▶ **GIVEN REQUEST**:
Copy out the stretch of material below from the line containing "Indicate the navy" through the line containing "pixel 137 456", putting "smokestack" in place of "chimney" and changing nothing else. Leave the pictures out.

▶ **RECORDS FOR THIS TASK**:

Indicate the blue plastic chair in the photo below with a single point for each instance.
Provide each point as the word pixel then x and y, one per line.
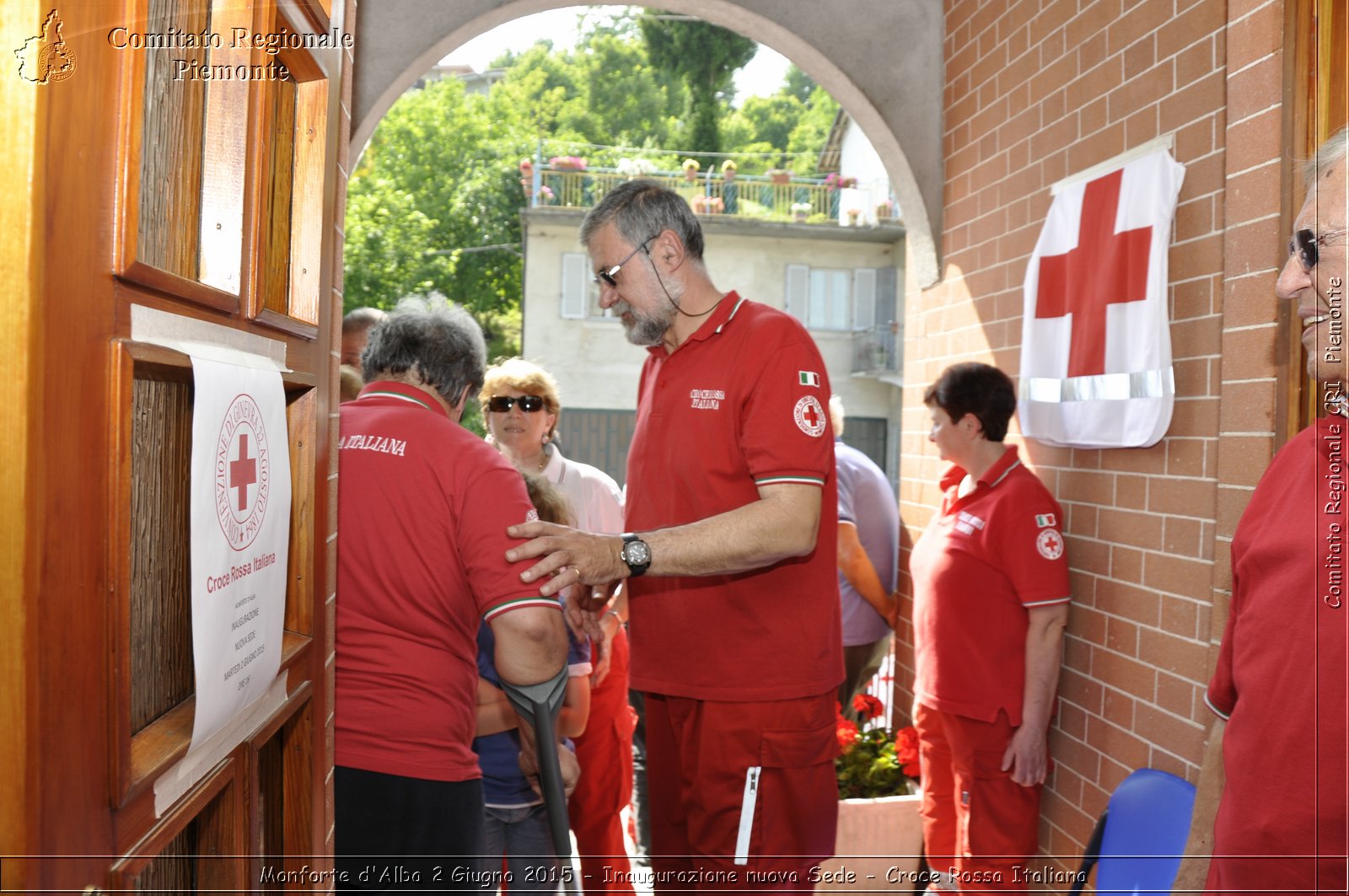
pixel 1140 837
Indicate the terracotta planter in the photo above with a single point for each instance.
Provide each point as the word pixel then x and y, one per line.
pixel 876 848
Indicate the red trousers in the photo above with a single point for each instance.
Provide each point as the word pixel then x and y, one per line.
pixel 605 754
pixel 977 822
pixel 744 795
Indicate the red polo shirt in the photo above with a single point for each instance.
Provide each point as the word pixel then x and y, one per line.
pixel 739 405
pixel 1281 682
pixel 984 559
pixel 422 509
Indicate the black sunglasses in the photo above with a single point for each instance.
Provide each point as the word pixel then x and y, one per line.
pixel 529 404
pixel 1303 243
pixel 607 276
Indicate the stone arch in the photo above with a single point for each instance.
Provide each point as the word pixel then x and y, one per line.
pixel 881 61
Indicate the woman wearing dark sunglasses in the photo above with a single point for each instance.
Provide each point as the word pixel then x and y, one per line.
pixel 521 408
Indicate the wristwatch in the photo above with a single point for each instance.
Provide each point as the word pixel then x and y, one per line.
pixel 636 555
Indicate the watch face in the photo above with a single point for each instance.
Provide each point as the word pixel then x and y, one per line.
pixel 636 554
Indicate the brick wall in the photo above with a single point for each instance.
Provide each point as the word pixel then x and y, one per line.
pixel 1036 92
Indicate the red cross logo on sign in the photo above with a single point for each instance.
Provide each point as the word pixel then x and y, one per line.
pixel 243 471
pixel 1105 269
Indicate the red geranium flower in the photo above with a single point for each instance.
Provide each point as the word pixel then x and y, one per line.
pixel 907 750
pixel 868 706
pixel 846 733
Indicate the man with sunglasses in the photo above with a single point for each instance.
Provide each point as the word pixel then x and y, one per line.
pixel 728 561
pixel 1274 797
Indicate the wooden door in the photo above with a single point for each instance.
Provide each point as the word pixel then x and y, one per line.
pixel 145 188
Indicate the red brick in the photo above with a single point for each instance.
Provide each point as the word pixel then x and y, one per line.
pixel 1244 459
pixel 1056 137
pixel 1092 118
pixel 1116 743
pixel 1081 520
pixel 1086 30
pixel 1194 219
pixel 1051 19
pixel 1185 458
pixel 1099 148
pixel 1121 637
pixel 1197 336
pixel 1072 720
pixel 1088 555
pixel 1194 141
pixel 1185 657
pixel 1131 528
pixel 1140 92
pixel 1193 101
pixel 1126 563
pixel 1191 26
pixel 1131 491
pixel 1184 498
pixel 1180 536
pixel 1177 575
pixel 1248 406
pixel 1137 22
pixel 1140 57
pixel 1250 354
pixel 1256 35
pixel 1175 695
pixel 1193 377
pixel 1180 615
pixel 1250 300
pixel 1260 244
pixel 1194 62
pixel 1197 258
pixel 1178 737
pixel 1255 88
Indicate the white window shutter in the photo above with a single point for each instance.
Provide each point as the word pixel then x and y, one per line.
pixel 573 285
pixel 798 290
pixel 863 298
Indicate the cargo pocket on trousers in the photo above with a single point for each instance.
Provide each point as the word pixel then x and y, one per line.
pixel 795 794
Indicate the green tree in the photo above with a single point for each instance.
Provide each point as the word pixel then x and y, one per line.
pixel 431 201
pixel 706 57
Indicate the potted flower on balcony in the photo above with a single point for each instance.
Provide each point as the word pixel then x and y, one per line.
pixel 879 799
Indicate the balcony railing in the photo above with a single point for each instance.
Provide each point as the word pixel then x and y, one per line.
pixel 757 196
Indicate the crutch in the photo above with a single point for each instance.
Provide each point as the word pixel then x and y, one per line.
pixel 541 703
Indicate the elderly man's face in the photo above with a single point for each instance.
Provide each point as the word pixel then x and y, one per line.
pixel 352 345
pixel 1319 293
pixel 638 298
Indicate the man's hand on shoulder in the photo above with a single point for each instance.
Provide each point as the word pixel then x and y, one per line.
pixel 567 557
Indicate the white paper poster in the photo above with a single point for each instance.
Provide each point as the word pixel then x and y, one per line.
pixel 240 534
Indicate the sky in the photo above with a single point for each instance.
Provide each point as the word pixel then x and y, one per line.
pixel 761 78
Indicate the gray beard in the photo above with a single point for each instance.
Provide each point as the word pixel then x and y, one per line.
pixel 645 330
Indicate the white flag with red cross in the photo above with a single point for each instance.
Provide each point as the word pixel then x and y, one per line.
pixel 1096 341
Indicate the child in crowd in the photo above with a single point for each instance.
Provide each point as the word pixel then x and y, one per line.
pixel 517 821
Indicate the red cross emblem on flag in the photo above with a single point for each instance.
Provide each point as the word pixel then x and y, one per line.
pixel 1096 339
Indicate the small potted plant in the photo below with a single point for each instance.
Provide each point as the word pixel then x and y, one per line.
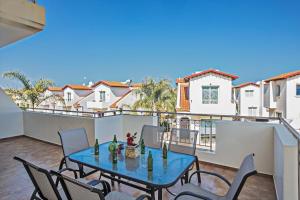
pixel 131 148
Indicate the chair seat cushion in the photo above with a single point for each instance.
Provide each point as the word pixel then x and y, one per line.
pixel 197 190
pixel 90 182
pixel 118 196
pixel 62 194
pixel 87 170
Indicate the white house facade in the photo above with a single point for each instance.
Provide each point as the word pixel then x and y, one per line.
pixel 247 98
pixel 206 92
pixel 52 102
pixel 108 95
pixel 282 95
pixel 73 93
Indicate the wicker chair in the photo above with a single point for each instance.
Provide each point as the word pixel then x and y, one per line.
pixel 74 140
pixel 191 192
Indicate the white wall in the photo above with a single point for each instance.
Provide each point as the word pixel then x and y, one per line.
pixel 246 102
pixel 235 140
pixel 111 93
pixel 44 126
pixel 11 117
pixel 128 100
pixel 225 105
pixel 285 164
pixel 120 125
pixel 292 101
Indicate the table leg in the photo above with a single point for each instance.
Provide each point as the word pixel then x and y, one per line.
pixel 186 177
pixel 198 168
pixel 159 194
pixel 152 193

---

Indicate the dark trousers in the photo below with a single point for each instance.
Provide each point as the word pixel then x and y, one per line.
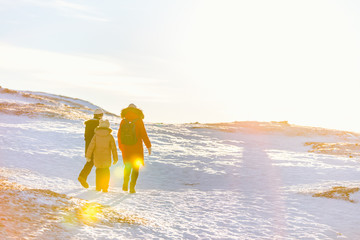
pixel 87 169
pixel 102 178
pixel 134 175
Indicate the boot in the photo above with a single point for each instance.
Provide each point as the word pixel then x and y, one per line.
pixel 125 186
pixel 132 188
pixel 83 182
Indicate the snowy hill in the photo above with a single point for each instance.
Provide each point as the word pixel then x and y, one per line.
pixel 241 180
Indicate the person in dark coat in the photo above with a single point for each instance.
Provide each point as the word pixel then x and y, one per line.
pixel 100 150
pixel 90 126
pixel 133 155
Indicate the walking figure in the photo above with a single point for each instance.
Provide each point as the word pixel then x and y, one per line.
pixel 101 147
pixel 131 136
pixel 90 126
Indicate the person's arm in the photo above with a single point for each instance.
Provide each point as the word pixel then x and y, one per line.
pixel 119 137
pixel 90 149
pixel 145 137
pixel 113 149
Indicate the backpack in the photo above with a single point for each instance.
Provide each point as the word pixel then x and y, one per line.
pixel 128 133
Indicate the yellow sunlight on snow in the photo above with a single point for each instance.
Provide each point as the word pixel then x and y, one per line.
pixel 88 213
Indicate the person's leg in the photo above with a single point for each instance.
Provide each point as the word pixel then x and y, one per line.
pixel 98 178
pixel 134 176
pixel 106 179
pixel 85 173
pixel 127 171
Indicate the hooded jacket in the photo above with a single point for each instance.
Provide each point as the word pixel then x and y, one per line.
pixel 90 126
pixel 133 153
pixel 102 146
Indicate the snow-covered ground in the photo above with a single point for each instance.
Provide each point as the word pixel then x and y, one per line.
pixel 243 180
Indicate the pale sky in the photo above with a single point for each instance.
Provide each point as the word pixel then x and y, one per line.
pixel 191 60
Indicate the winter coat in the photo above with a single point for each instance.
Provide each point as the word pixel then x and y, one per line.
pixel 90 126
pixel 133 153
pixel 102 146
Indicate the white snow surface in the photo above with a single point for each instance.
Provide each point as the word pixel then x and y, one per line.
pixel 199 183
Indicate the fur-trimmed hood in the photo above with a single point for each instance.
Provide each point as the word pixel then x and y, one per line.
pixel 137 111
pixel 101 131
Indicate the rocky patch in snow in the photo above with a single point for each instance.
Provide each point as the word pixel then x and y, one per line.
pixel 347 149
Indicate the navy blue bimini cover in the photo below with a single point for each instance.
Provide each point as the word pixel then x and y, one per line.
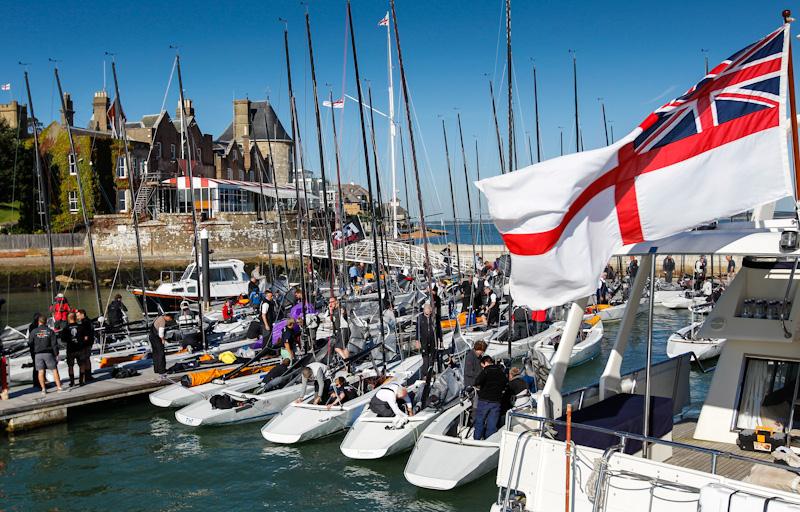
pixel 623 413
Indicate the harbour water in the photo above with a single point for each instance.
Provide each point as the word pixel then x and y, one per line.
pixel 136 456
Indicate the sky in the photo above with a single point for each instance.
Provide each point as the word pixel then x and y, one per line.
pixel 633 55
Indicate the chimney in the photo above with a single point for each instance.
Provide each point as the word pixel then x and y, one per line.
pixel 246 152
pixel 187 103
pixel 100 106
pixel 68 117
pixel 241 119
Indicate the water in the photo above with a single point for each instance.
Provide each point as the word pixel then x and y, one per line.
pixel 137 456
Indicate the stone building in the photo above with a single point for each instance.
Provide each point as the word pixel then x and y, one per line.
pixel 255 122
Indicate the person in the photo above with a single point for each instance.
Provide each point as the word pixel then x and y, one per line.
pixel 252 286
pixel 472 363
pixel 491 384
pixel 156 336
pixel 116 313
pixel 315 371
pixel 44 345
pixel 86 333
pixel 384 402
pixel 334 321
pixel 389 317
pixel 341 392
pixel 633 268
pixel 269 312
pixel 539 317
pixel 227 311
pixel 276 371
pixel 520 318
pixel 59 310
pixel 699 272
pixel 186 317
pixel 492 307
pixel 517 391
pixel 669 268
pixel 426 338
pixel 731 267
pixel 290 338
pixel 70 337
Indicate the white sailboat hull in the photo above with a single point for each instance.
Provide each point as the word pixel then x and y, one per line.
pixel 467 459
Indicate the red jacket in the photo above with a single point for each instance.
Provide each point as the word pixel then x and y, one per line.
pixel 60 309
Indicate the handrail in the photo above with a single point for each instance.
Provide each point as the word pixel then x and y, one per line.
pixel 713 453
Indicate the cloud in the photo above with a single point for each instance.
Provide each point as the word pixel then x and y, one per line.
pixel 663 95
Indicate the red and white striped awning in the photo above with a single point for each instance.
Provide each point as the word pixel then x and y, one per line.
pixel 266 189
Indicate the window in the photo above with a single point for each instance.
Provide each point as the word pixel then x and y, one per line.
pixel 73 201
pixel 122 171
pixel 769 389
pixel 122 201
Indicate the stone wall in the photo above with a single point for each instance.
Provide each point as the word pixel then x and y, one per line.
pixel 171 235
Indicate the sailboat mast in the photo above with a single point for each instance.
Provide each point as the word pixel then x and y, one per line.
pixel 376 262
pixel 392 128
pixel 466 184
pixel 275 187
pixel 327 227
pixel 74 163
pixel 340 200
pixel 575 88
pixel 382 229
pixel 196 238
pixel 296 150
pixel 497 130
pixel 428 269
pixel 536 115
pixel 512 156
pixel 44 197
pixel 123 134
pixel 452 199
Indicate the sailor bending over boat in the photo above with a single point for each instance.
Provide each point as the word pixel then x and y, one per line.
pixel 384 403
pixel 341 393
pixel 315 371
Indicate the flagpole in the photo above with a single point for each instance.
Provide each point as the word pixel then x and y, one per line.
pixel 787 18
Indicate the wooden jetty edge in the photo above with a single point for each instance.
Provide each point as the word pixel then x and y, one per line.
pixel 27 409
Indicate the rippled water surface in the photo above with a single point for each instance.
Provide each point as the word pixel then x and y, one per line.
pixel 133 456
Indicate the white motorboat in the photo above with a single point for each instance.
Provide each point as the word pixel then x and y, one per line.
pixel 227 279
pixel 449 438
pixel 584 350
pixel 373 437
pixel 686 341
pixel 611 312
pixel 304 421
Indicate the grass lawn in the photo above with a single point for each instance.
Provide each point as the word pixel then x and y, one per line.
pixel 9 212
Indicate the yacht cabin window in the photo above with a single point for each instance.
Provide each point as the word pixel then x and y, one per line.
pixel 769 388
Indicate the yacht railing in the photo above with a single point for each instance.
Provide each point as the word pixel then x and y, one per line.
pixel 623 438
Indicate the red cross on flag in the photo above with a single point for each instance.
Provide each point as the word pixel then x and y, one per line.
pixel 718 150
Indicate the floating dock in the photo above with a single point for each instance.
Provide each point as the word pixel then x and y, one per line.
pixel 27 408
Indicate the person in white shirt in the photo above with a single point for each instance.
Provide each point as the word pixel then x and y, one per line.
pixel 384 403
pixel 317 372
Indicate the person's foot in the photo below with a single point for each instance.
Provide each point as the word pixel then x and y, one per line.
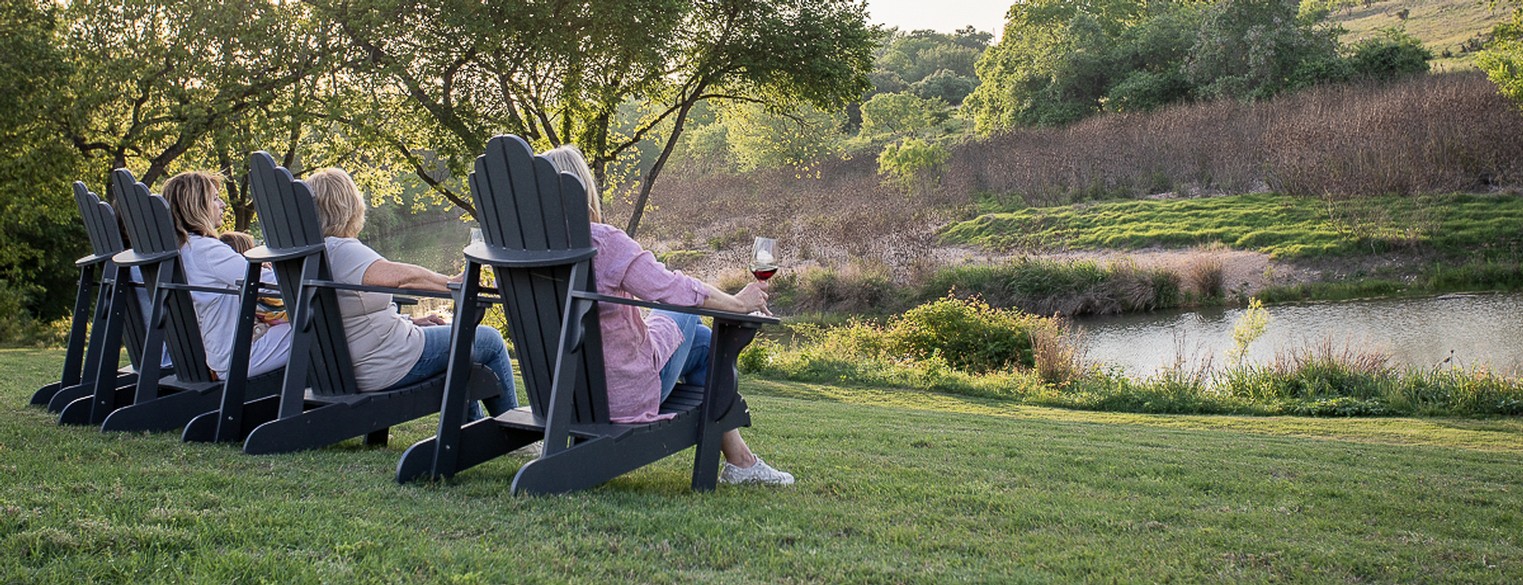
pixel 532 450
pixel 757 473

▶ **ANSWER TO THE EXERCISE**:
Indicate the navy blue bimini cover in the photo below with a single point for each instance.
Provide each point as the word pixel then x and y, one per line.
pixel 623 413
Indicate the harbour water in the photo above with a single point for each instance.
Provide each point as the word pixel then x and y, one per line.
pixel 136 456
Indicate the sky in the photo above with a single point for each instance.
Provide each point as the word pixel then x and y, one per line.
pixel 633 55
Indicate the smokestack in the photo above with a single point for each instance.
Provide each point as the word pixel then x and y, one per line.
pixel 246 152
pixel 187 103
pixel 100 106
pixel 68 117
pixel 241 119
Indicate the water in the photo above with a single point for each instance.
Provide each point as the word pixel then x and y, one per line.
pixel 137 456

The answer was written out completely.